## INPUT FOR THIS TASK
▼

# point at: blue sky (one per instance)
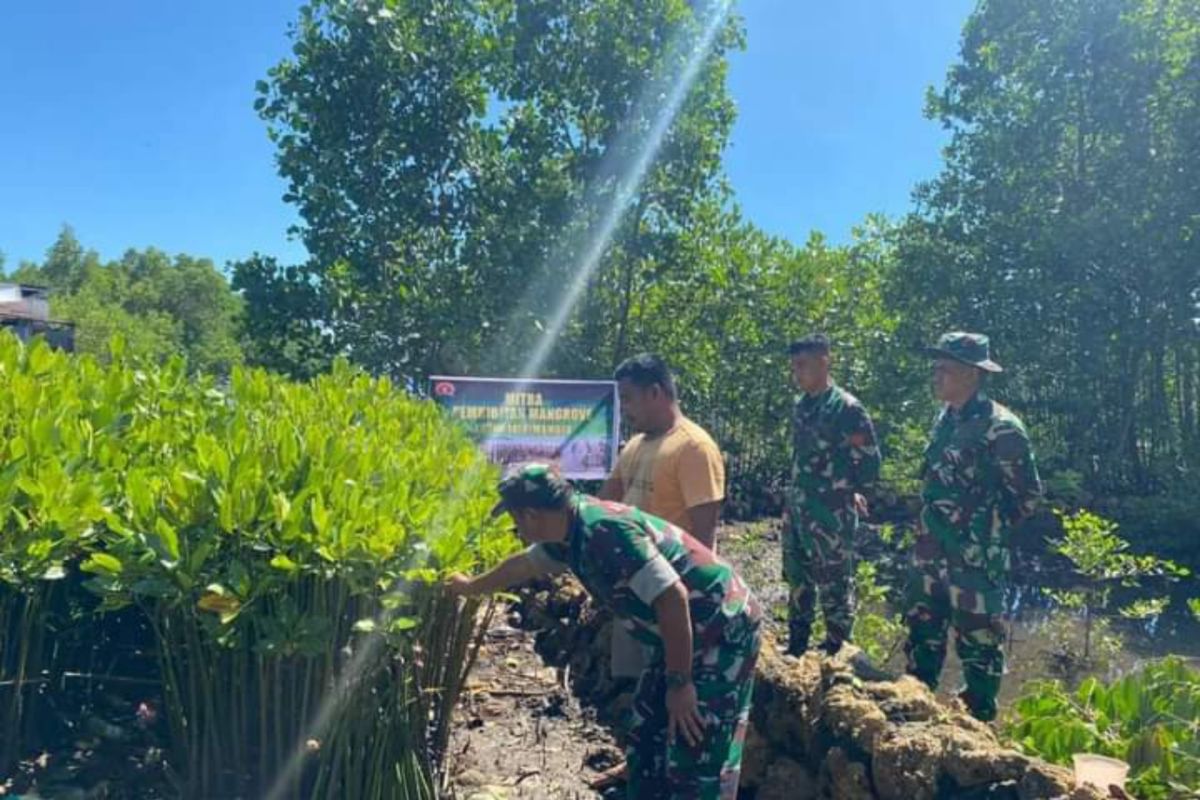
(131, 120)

▲
▼

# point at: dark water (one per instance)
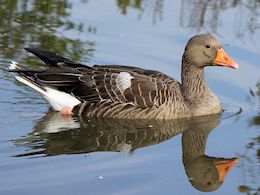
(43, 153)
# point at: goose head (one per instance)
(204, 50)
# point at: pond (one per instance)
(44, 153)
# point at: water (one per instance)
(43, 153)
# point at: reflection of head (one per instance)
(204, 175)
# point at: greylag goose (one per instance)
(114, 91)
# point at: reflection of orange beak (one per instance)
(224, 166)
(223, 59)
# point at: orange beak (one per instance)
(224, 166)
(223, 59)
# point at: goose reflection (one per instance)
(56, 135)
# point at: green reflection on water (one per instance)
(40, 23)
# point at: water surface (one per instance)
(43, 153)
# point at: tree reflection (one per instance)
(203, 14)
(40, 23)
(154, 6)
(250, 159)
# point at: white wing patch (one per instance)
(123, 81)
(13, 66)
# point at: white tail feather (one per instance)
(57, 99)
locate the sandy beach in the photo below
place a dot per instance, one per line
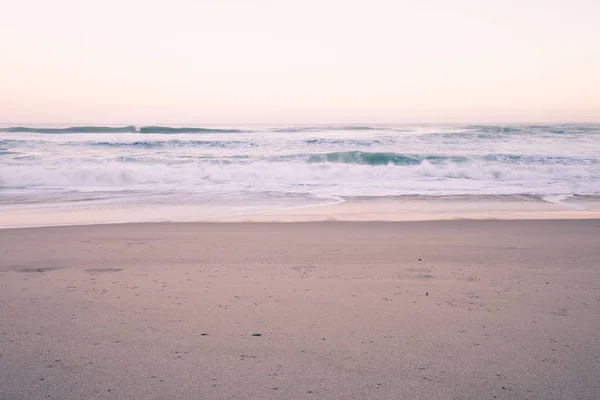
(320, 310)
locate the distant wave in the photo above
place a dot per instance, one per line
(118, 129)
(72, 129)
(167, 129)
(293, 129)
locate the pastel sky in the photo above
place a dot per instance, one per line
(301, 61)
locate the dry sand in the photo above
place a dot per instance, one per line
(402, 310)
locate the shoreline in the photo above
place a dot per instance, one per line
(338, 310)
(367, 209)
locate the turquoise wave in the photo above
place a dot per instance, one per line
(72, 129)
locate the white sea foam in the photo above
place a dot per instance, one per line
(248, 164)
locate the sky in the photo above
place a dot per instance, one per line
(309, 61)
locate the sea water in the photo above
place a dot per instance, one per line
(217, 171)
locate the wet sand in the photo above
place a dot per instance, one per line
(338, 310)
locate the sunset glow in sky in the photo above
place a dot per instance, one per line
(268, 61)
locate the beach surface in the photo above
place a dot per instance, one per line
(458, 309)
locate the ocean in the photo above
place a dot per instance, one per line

▲

## WORK REQUEST
Reproduce each line of the material containing the word "beach".

## ANSWER BOX
locate the sandy beach in the photo below
locate the beach surface in the photo above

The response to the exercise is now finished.